## [Record excerpts]

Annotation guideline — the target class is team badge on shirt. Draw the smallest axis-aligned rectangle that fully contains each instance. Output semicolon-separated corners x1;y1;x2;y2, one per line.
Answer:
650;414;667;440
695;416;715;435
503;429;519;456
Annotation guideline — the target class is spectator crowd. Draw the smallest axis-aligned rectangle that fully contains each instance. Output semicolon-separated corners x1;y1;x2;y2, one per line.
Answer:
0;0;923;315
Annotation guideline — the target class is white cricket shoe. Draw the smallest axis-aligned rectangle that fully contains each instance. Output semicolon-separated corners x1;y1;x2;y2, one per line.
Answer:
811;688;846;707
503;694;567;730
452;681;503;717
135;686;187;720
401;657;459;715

...

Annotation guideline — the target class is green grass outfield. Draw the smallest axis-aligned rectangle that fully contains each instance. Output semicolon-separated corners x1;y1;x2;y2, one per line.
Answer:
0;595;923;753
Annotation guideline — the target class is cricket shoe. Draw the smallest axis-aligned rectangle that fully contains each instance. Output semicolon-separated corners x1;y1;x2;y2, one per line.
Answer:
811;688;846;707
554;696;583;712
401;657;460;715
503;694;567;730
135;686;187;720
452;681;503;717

## [Written request]
Swap "rectangle" for "box" in the rows starting at the line that contains "Annotation guideline — the target class is spectator" and ending at the line that contains "401;657;459;715". Write out only those lines, with nothing else changed.

## [Response to the exercise]
Annotation guideline — the target class is spectator crowd. Draw the smallest axis-aligned box that fully contains each instance. Output semicolon-separated corners x1;y1;x2;y2, one per line.
Answer:
0;0;923;315
Annotation guideline — the target class is white cricket shoe. Draw the smallest axis-aligned box that fully contains each instance. Output semicolon-separated corners x1;y1;x2;y2, one per line.
Answer:
811;688;846;707
503;694;567;730
452;681;503;717
135;686;187;720
401;657;459;715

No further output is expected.